*Data under study*

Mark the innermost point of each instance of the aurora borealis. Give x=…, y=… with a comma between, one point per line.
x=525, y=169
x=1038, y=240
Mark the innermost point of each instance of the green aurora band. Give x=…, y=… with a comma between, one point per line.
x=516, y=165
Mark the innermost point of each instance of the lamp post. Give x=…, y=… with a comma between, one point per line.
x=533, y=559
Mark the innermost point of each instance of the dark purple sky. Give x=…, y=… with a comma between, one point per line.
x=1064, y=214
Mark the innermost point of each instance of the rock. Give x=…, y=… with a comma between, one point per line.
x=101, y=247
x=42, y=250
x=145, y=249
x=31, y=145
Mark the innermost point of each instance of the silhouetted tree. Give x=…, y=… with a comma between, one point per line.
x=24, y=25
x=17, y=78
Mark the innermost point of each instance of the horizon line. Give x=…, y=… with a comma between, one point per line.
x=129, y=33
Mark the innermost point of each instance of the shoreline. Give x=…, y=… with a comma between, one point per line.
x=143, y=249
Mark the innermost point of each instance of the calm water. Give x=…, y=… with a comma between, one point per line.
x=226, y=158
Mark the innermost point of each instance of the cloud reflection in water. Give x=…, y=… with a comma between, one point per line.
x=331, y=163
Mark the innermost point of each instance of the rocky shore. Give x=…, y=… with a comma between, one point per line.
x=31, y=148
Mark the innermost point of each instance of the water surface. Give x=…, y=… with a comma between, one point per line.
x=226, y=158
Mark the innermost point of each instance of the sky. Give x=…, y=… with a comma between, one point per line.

*Problem to solve*
Write out the material above exactly, leaving out no line.

*Task answer*
Mark the innermost point of each instance of the aurora borealis. Give x=…, y=… with a comma between, one point per line.
x=525, y=169
x=1038, y=240
Mark the innermost point of each instance of the green aurora band. Give x=…, y=… with a comma between, one point per line.
x=516, y=165
Mark the innermost point of each instance of the lamp post. Give x=…, y=… with a comma between, one point per line.
x=533, y=559
Mark the innermost point of each instance of the dark purple sky. Give x=…, y=… with a comma between, one point per line.
x=1064, y=214
Mark the innermost point of each instance of the rock. Give x=…, y=… with a comma between, one point per line.
x=101, y=247
x=42, y=250
x=145, y=249
x=31, y=145
Mark the innermost point of each instance of the silhouetted tree. Give x=…, y=… with a comma between, one point per line.
x=24, y=25
x=17, y=78
Mark the innermost point of each instance of the horizon line. Give x=…, y=… with a comma between, one point per line.
x=129, y=33
Mark the innermost point of each instance of the shoreline. Give x=…, y=… with a comma between, one point per line.
x=143, y=249
Mark the innermost point of each instance of the calm water. Give x=…, y=… with a comma between, one point per line.
x=226, y=158
Mark the innermost point of each instance of the cloud reflection in water. Give x=…, y=… with a comma between, one point per line.
x=331, y=163
Mark the innermost point of each instance of the rocky shore. Give x=…, y=… with a comma between, one point per line.
x=31, y=148
Mark the innermost point of each instance of the water surface. Give x=…, y=… with a comma between, one point per line.
x=226, y=158
Mark the innermost point of each instance of the sky. Give x=…, y=… with a comma between, one point per line.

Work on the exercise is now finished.